**TASK TO CARRY OUT:**
Gather every line of the records below that contains the word "thick", and list those lines.

[Excerpts from annotation records]
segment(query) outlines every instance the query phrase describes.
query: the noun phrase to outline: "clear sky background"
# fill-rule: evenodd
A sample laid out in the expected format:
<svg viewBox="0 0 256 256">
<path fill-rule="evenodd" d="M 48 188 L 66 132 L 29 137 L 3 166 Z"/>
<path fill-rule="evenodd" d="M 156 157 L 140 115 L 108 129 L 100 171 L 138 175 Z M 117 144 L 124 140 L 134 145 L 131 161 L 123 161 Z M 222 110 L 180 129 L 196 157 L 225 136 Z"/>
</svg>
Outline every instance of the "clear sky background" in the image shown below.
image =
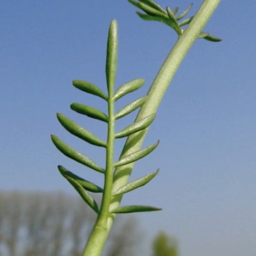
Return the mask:
<svg viewBox="0 0 256 256">
<path fill-rule="evenodd" d="M 191 15 L 202 2 L 195 1 Z M 159 1 L 181 9 L 190 3 Z M 256 255 L 255 9 L 254 0 L 221 3 L 204 30 L 223 41 L 196 41 L 160 105 L 144 145 L 158 139 L 160 144 L 136 164 L 132 178 L 160 172 L 122 203 L 163 208 L 136 215 L 148 246 L 162 229 L 178 238 L 181 256 Z M 105 125 L 69 105 L 77 102 L 105 111 L 102 100 L 71 81 L 85 80 L 106 91 L 106 42 L 114 18 L 119 30 L 117 86 L 146 80 L 117 108 L 146 93 L 177 36 L 164 25 L 141 20 L 135 10 L 124 0 L 0 2 L 1 190 L 74 194 L 58 164 L 102 184 L 100 174 L 58 152 L 50 134 L 103 165 L 103 151 L 69 134 L 55 113 L 105 138 Z M 117 130 L 135 115 L 118 122 Z"/>
</svg>

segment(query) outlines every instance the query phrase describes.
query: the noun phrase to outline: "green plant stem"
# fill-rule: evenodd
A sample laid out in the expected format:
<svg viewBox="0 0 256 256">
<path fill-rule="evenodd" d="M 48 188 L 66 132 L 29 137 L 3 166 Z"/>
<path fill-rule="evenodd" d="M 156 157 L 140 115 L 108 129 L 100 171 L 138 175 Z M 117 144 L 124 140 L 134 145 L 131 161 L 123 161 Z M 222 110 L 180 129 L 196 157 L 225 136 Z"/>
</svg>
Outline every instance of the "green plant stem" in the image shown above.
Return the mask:
<svg viewBox="0 0 256 256">
<path fill-rule="evenodd" d="M 136 120 L 140 120 L 156 112 L 162 98 L 178 68 L 220 2 L 220 0 L 204 1 L 191 23 L 183 34 L 179 38 L 160 69 L 148 93 L 147 100 L 136 117 Z M 147 130 L 147 129 L 137 133 L 127 138 L 120 158 L 140 150 Z M 117 190 L 128 182 L 134 164 L 131 163 L 116 168 L 112 188 L 112 191 Z M 109 183 L 106 182 L 106 180 L 105 181 L 105 185 L 108 184 L 108 188 L 104 187 L 105 191 L 106 188 L 110 189 L 111 186 L 110 181 Z M 109 191 L 108 192 L 109 193 Z M 105 196 L 106 198 L 109 199 L 109 196 Z M 121 199 L 121 196 L 115 197 L 111 201 L 110 208 L 108 211 L 118 207 Z M 106 206 L 105 207 L 106 207 Z M 99 221 L 100 217 L 99 217 L 96 221 L 88 240 L 87 247 L 84 251 L 83 256 L 100 255 L 114 219 L 113 216 L 109 216 L 106 226 L 105 218 L 105 216 L 103 218 L 104 221 L 103 225 Z"/>
<path fill-rule="evenodd" d="M 147 99 L 141 107 L 136 121 L 156 112 L 160 103 L 175 73 L 186 53 L 197 38 L 221 0 L 205 0 L 197 14 L 180 36 L 161 67 L 147 94 Z M 120 157 L 139 150 L 147 129 L 130 136 L 125 142 Z M 136 138 L 137 137 L 137 138 Z M 116 168 L 113 190 L 115 190 L 128 181 L 134 163 Z M 118 207 L 121 197 L 117 197 L 111 206 Z"/>
</svg>

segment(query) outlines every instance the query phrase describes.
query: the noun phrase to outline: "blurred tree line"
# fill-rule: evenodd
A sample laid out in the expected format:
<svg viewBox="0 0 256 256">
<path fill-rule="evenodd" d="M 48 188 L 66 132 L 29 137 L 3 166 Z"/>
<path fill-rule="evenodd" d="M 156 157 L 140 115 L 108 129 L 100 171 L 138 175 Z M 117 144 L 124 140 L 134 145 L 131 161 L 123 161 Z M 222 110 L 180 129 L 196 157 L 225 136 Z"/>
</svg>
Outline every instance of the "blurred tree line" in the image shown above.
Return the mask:
<svg viewBox="0 0 256 256">
<path fill-rule="evenodd" d="M 95 217 L 78 197 L 0 191 L 0 255 L 80 256 Z M 117 218 L 104 256 L 144 256 L 142 234 L 135 219 Z M 153 256 L 178 256 L 163 232 L 152 247 Z"/>
<path fill-rule="evenodd" d="M 80 256 L 95 217 L 78 197 L 0 191 L 0 255 Z M 105 256 L 137 255 L 138 225 L 122 219 L 117 218 Z"/>
</svg>

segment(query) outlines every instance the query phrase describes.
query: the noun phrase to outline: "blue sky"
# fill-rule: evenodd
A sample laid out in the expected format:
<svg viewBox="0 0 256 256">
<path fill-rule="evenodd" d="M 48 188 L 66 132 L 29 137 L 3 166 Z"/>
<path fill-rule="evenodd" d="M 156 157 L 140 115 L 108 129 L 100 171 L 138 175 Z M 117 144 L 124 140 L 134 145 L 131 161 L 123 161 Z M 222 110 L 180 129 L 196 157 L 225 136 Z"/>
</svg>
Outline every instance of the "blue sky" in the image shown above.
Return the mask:
<svg viewBox="0 0 256 256">
<path fill-rule="evenodd" d="M 190 4 L 158 3 L 182 9 Z M 194 3 L 191 15 L 201 3 Z M 132 178 L 158 168 L 160 172 L 124 198 L 123 205 L 163 208 L 136 216 L 148 244 L 156 230 L 164 229 L 177 237 L 181 256 L 256 254 L 255 9 L 252 0 L 221 3 L 204 30 L 223 40 L 198 40 L 192 47 L 144 143 L 160 139 L 160 144 L 136 164 Z M 58 164 L 100 184 L 100 175 L 66 159 L 50 139 L 56 134 L 104 163 L 102 151 L 81 143 L 56 118 L 61 112 L 105 136 L 105 125 L 70 109 L 73 102 L 106 108 L 73 88 L 72 80 L 85 80 L 106 91 L 106 37 L 116 18 L 117 86 L 138 77 L 146 81 L 120 108 L 146 93 L 176 34 L 164 25 L 140 20 L 126 1 L 2 1 L 0 10 L 0 189 L 74 194 Z M 116 158 L 122 143 L 117 143 Z"/>
</svg>

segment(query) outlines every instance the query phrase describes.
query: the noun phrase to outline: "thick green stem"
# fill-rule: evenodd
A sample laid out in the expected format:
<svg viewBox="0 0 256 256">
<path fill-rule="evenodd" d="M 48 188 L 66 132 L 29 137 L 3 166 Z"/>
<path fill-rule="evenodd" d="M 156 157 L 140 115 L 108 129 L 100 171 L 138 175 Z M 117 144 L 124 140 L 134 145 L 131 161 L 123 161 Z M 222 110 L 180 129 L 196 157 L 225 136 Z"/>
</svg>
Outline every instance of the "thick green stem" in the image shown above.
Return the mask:
<svg viewBox="0 0 256 256">
<path fill-rule="evenodd" d="M 220 2 L 220 0 L 205 0 L 204 1 L 184 33 L 180 36 L 159 70 L 148 93 L 146 101 L 139 112 L 136 120 L 140 120 L 156 112 L 169 84 L 186 54 Z M 110 115 L 112 111 L 109 111 Z M 114 129 L 114 123 L 113 125 Z M 139 150 L 146 132 L 147 130 L 143 130 L 129 136 L 124 146 L 120 157 L 123 157 L 132 152 Z M 113 144 L 113 146 L 114 147 Z M 110 153 L 109 154 L 110 154 Z M 113 152 L 111 154 L 113 154 Z M 113 174 L 106 174 L 105 186 L 100 213 L 88 242 L 83 254 L 83 256 L 99 256 L 100 255 L 114 219 L 114 216 L 108 215 L 108 220 L 106 221 L 105 218 L 107 215 L 102 214 L 101 211 L 103 209 L 104 212 L 104 211 L 105 212 L 108 212 L 108 215 L 109 215 L 109 210 L 118 206 L 122 198 L 121 196 L 117 196 L 112 199 L 110 208 L 108 208 L 108 205 L 109 206 L 108 204 L 111 199 L 111 191 L 110 192 L 110 190 L 112 188 L 112 191 L 115 191 L 127 182 L 134 164 L 134 163 L 131 163 L 117 167 L 114 173 L 113 184 L 112 181 L 110 181 L 111 177 L 112 178 L 111 175 Z M 110 170 L 110 167 L 111 165 L 109 166 Z M 109 171 L 110 173 L 110 171 Z M 109 178 L 110 180 L 108 179 Z"/>
<path fill-rule="evenodd" d="M 139 112 L 136 120 L 156 112 L 162 97 L 175 73 L 186 53 L 201 32 L 220 2 L 220 0 L 205 0 L 184 33 L 179 37 L 167 56 L 150 88 L 147 100 Z M 120 157 L 139 150 L 147 130 L 128 137 Z M 129 180 L 134 163 L 120 166 L 114 174 L 113 191 L 125 185 Z M 117 207 L 121 196 L 116 197 L 111 205 L 111 209 Z"/>
</svg>

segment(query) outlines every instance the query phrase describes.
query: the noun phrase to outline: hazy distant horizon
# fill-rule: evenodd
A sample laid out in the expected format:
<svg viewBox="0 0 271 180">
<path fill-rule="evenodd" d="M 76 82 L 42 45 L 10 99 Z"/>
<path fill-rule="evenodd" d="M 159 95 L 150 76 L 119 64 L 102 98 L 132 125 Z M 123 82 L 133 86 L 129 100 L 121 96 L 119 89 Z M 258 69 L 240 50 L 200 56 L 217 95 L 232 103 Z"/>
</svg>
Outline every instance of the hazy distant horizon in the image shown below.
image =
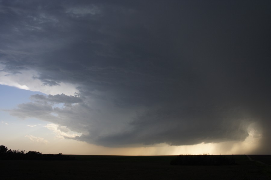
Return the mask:
<svg viewBox="0 0 271 180">
<path fill-rule="evenodd" d="M 0 1 L 0 144 L 270 154 L 271 2 Z"/>
</svg>

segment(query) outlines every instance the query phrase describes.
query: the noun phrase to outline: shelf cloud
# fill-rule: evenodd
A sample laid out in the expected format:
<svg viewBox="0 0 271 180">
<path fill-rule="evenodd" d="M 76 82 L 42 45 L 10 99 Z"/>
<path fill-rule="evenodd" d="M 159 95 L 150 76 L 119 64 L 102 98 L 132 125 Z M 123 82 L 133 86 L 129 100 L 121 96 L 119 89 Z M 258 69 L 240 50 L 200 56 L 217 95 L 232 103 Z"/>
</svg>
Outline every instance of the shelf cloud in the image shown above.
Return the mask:
<svg viewBox="0 0 271 180">
<path fill-rule="evenodd" d="M 0 83 L 45 94 L 11 115 L 109 147 L 243 141 L 253 124 L 271 150 L 269 1 L 1 4 Z"/>
</svg>

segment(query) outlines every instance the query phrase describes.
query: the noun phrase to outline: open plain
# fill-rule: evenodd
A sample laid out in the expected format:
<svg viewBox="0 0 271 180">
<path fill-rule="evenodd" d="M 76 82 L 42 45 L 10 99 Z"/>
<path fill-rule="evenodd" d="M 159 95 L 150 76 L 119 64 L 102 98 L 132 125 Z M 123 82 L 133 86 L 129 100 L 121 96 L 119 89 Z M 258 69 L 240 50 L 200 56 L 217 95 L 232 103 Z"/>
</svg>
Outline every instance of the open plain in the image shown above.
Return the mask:
<svg viewBox="0 0 271 180">
<path fill-rule="evenodd" d="M 0 170 L 2 180 L 271 179 L 270 166 L 234 156 L 233 165 L 189 166 L 170 165 L 174 156 L 70 155 L 74 160 L 1 160 Z"/>
</svg>

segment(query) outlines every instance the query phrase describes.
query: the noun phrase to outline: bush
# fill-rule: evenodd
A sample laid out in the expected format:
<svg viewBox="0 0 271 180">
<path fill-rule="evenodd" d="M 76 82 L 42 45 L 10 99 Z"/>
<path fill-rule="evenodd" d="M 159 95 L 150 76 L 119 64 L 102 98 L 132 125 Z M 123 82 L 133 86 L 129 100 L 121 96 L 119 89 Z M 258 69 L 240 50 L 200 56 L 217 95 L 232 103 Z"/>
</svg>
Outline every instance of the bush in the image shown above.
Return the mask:
<svg viewBox="0 0 271 180">
<path fill-rule="evenodd" d="M 231 158 L 221 155 L 180 155 L 170 161 L 171 165 L 219 165 L 235 164 L 233 155 Z"/>
<path fill-rule="evenodd" d="M 0 160 L 73 160 L 68 156 L 57 154 L 42 154 L 41 152 L 30 151 L 25 153 L 25 151 L 8 149 L 4 146 L 0 146 Z"/>
</svg>

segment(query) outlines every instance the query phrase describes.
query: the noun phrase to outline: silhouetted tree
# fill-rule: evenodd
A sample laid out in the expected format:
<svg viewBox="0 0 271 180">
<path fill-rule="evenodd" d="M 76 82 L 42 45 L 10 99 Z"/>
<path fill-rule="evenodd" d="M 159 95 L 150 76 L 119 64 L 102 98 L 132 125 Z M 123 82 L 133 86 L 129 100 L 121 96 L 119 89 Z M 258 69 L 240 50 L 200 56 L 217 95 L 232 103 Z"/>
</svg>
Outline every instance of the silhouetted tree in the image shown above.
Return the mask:
<svg viewBox="0 0 271 180">
<path fill-rule="evenodd" d="M 8 151 L 8 149 L 7 147 L 6 147 L 3 145 L 0 146 L 0 154 L 6 153 Z"/>
</svg>

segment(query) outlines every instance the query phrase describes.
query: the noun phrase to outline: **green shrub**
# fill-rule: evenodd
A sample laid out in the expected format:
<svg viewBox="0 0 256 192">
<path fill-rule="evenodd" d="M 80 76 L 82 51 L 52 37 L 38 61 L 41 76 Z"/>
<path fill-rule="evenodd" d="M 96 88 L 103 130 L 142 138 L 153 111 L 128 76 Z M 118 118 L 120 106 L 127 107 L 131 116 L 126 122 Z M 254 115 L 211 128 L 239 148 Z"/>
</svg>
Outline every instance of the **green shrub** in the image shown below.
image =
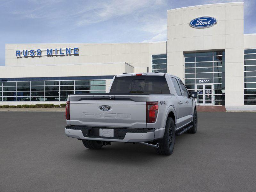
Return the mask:
<svg viewBox="0 0 256 192">
<path fill-rule="evenodd" d="M 29 108 L 29 105 L 21 105 L 21 107 L 22 107 L 22 108 Z"/>
<path fill-rule="evenodd" d="M 42 108 L 47 108 L 47 104 L 42 104 Z"/>
<path fill-rule="evenodd" d="M 65 107 L 66 106 L 66 103 L 60 103 L 60 107 Z"/>
<path fill-rule="evenodd" d="M 42 107 L 42 104 L 36 104 L 36 108 L 41 108 Z"/>
</svg>

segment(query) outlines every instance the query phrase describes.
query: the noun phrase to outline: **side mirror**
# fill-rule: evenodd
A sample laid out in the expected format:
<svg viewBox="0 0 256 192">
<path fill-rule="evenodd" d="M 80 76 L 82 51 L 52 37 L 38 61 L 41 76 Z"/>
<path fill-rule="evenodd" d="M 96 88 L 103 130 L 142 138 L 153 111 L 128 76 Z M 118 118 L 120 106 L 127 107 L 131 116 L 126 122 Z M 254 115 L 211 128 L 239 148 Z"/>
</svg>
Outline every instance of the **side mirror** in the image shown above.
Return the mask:
<svg viewBox="0 0 256 192">
<path fill-rule="evenodd" d="M 190 92 L 190 94 L 192 98 L 196 99 L 196 98 L 197 97 L 197 92 L 191 91 Z"/>
</svg>

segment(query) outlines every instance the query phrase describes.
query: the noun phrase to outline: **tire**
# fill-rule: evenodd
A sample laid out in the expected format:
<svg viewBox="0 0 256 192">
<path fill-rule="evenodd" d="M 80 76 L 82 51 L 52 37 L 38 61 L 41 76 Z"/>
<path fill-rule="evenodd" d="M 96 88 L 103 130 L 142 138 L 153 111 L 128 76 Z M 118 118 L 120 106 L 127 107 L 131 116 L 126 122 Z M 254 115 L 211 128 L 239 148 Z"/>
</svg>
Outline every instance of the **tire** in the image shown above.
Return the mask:
<svg viewBox="0 0 256 192">
<path fill-rule="evenodd" d="M 156 149 L 158 154 L 170 155 L 172 153 L 175 144 L 175 124 L 172 118 L 167 118 L 164 137 L 158 143 L 159 147 Z"/>
<path fill-rule="evenodd" d="M 84 140 L 82 141 L 84 147 L 91 149 L 100 149 L 103 146 L 100 141 Z"/>
<path fill-rule="evenodd" d="M 195 134 L 197 130 L 197 112 L 196 110 L 194 110 L 194 114 L 193 117 L 193 127 L 189 129 L 187 131 L 189 133 Z"/>
</svg>

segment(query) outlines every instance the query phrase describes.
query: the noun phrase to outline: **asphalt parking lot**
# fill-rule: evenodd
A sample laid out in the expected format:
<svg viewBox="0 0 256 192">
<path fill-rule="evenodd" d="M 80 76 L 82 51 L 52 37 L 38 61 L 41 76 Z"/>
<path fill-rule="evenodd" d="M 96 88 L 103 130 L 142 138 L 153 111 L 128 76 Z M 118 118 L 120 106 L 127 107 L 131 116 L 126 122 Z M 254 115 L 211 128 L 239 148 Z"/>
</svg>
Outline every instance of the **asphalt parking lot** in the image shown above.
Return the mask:
<svg viewBox="0 0 256 192">
<path fill-rule="evenodd" d="M 253 191 L 256 113 L 198 113 L 171 156 L 139 144 L 99 150 L 65 134 L 63 112 L 0 112 L 0 191 Z"/>
</svg>

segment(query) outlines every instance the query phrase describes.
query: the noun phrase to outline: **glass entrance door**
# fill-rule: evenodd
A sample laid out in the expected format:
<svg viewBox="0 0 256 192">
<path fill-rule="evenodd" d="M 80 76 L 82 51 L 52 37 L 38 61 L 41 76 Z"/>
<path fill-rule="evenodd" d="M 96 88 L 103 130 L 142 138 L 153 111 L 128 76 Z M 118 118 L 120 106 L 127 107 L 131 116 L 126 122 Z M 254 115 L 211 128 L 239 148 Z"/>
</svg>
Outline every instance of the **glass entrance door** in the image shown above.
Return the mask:
<svg viewBox="0 0 256 192">
<path fill-rule="evenodd" d="M 213 105 L 212 88 L 213 84 L 196 84 L 196 91 L 197 92 L 196 105 Z"/>
</svg>

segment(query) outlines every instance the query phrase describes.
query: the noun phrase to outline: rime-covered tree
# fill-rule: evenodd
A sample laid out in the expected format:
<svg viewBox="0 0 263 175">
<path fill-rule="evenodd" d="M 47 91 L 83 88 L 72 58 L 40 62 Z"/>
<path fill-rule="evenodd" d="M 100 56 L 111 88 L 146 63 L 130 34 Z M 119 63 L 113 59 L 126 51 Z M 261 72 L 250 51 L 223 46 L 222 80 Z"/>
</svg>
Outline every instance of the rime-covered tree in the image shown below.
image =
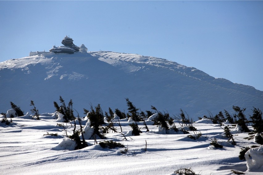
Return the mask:
<svg viewBox="0 0 263 175">
<path fill-rule="evenodd" d="M 36 118 L 37 120 L 40 120 L 40 119 L 39 118 L 39 113 L 38 112 L 38 109 L 36 109 L 33 100 L 31 100 L 30 101 L 30 106 L 33 106 L 33 109 L 30 109 L 30 111 L 34 114 L 34 116 Z"/>
<path fill-rule="evenodd" d="M 63 118 L 65 120 L 65 122 L 68 122 L 70 120 L 75 120 L 75 117 L 73 114 L 73 102 L 72 102 L 72 100 L 70 99 L 67 106 L 66 106 L 65 101 L 61 96 L 59 96 L 59 100 L 61 105 L 60 106 L 59 106 L 57 103 L 54 101 L 54 106 L 57 111 L 64 115 Z"/>
<path fill-rule="evenodd" d="M 246 108 L 243 108 L 241 109 L 237 106 L 233 106 L 233 109 L 237 113 L 237 114 L 235 114 L 234 115 L 234 117 L 236 118 L 237 117 L 238 118 L 238 120 L 236 121 L 236 124 L 241 127 L 243 131 L 245 132 L 249 132 L 250 130 L 247 126 L 248 121 L 244 114 L 244 112 L 246 110 Z"/>
<path fill-rule="evenodd" d="M 18 115 L 18 116 L 20 117 L 20 116 L 23 116 L 24 115 L 23 112 L 22 111 L 19 107 L 14 104 L 11 101 L 10 102 L 10 104 L 11 104 L 11 108 L 12 108 L 12 109 L 15 111 L 15 112 L 16 112 L 17 115 Z"/>
</svg>

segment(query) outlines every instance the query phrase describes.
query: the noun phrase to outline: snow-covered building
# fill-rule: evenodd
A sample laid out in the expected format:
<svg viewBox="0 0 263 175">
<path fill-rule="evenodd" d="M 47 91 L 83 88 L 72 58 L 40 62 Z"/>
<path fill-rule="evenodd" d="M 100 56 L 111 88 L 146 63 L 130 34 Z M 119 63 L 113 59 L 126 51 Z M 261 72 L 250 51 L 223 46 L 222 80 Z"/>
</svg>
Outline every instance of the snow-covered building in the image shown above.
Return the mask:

**WRITTEN ANSWER:**
query: the noun phrase to outline: "thick green stem"
Outline every instance of the "thick green stem" in the image shown above.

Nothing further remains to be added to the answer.